WORK INSTRUCTIONS ▸ Word for word, transcribe the lines from the one containing "point_to(query) returns one keypoint per instance of the small" through the end of the entries, both included, and nothing else.

* START *

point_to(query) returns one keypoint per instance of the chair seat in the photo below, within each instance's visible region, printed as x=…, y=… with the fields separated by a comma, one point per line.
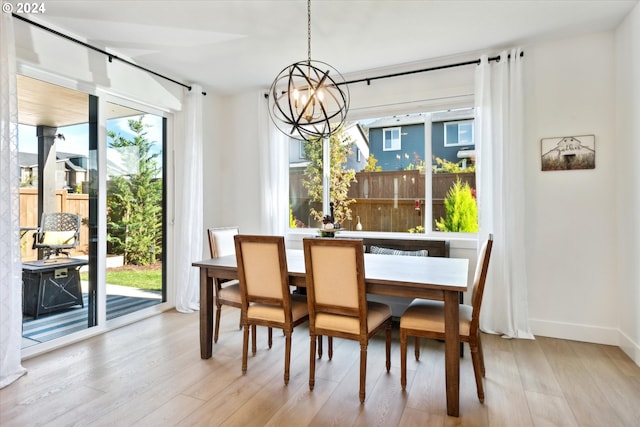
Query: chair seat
x=377, y=313
x=429, y=315
x=299, y=309
x=230, y=292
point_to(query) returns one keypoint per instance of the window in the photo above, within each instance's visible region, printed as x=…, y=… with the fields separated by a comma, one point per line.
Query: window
x=399, y=190
x=458, y=133
x=391, y=139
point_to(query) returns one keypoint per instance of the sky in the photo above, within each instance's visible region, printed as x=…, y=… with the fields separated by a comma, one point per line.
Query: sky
x=76, y=139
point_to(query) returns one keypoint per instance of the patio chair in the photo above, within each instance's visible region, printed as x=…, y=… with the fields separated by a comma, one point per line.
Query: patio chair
x=58, y=231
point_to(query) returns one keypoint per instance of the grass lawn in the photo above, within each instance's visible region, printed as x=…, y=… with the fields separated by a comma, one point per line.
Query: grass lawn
x=148, y=277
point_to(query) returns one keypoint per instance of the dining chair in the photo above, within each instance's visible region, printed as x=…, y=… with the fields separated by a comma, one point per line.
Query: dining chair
x=265, y=292
x=337, y=298
x=425, y=318
x=226, y=292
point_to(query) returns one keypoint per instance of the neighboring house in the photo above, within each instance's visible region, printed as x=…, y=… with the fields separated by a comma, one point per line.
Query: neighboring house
x=71, y=170
x=357, y=161
x=396, y=142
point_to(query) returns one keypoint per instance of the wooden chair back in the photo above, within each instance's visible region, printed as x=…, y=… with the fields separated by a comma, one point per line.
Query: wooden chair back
x=479, y=280
x=335, y=278
x=221, y=241
x=262, y=271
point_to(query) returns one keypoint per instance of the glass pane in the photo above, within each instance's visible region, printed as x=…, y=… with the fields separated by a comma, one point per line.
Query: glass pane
x=389, y=192
x=135, y=213
x=53, y=144
x=453, y=178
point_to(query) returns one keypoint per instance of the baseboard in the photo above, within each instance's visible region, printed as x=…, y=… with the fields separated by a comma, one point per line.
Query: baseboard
x=586, y=333
x=632, y=349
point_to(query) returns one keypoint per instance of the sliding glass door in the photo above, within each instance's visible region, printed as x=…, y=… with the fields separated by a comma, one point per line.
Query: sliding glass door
x=104, y=164
x=135, y=210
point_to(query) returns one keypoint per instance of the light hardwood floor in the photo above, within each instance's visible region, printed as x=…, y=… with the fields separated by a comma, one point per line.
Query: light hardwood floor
x=150, y=374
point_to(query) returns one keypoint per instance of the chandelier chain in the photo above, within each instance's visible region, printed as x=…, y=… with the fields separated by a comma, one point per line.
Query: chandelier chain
x=309, y=30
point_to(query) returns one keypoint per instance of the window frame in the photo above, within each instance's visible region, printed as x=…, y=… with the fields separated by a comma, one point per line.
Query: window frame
x=458, y=143
x=396, y=143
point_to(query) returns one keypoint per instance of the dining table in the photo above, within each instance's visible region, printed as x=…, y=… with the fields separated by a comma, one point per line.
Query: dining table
x=432, y=278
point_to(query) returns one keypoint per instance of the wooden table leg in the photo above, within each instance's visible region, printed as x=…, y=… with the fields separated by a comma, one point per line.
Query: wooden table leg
x=206, y=314
x=452, y=352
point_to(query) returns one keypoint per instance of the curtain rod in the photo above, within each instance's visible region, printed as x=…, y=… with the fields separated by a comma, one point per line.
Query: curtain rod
x=439, y=67
x=422, y=70
x=104, y=52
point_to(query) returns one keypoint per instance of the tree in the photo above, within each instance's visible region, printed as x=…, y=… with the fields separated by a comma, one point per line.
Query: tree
x=134, y=201
x=461, y=210
x=340, y=178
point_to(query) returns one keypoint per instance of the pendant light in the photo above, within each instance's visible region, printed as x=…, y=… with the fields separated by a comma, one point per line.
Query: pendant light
x=309, y=98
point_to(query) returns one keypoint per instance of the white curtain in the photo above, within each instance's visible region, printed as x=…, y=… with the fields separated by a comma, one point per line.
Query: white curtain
x=501, y=193
x=189, y=229
x=10, y=263
x=274, y=156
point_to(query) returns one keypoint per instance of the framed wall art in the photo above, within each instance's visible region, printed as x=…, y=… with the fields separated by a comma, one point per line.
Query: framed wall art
x=568, y=153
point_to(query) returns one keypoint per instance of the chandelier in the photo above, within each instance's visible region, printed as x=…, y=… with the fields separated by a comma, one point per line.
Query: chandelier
x=307, y=97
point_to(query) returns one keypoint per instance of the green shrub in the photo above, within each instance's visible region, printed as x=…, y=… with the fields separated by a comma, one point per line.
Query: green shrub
x=461, y=210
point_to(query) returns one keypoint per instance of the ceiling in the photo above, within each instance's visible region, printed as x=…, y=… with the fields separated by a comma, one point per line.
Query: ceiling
x=234, y=46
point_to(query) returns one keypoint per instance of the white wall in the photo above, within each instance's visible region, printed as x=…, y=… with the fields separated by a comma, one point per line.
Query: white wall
x=628, y=182
x=571, y=214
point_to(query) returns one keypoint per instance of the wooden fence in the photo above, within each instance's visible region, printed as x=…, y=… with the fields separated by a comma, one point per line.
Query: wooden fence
x=65, y=202
x=376, y=194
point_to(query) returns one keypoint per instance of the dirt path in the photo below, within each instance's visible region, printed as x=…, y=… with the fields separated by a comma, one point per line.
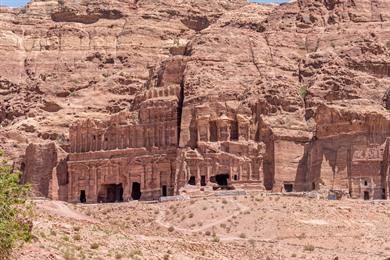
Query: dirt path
x=160, y=221
x=61, y=209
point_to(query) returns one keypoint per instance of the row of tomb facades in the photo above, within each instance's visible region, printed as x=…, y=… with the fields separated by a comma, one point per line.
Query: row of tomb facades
x=142, y=157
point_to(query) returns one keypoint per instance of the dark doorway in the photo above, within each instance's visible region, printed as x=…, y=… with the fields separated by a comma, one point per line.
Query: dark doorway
x=114, y=193
x=366, y=195
x=164, y=191
x=222, y=179
x=288, y=187
x=136, y=191
x=192, y=180
x=83, y=197
x=202, y=180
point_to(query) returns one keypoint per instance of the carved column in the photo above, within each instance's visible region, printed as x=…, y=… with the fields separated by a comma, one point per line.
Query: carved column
x=197, y=174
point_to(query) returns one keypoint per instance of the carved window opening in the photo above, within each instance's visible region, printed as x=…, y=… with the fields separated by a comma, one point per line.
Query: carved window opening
x=213, y=132
x=288, y=187
x=234, y=131
x=222, y=179
x=136, y=191
x=192, y=181
x=202, y=180
x=366, y=195
x=164, y=191
x=83, y=197
x=114, y=193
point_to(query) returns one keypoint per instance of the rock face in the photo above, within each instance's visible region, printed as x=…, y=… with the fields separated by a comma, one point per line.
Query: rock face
x=45, y=168
x=285, y=97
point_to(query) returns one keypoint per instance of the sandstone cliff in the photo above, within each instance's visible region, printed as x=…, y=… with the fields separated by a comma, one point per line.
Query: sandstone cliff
x=307, y=76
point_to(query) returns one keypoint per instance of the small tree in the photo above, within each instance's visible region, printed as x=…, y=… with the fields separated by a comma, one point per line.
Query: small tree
x=15, y=211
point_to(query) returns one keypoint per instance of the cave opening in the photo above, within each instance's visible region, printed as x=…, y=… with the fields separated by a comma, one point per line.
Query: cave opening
x=83, y=197
x=136, y=191
x=366, y=195
x=288, y=187
x=222, y=179
x=192, y=181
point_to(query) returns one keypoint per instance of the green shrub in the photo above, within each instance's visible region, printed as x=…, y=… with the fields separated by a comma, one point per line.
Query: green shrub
x=15, y=210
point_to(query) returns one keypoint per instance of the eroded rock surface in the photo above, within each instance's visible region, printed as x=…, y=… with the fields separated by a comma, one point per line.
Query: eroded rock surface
x=291, y=96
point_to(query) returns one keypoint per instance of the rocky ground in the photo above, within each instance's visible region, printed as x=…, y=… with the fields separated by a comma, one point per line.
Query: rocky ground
x=254, y=226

* END *

OUTPUT OF THE TASK ▸
point_to(query) returns one keypoint per instance of the small tree in the photo above, within each instance's visible region, printed as x=…, y=… with the fields separated by a comma, one point per line.
Query: small tree
x=15, y=211
point_to(query) returns one keypoint per instance of the cave opening in the photo above, within each instance's visible region, printed as x=…, y=… with the fields separated by a comma, one point per line.
Query: cave opening
x=83, y=197
x=136, y=191
x=366, y=195
x=288, y=187
x=222, y=179
x=192, y=181
point_to(query) returns one keypoint per instance of the green shrub in the photo above, within each instance's visible region, printed as x=…, y=… with the fields separated by a comma, one point per line.
Query: green shrub
x=15, y=210
point_to(query) returns one keypoint per instance of the eroded rock surface in the photo above, within each instance's visible region, printed as x=…, y=… with the fields separated by a comma, one point per line.
Query: eroded rock surface
x=291, y=96
point_to(query) returns one keypoint per instance of the rocky ground in the photo above, within each instance's visible region, printed as x=…, y=… with the fields separated by a comma, one point per line.
Query: rocky ground
x=254, y=226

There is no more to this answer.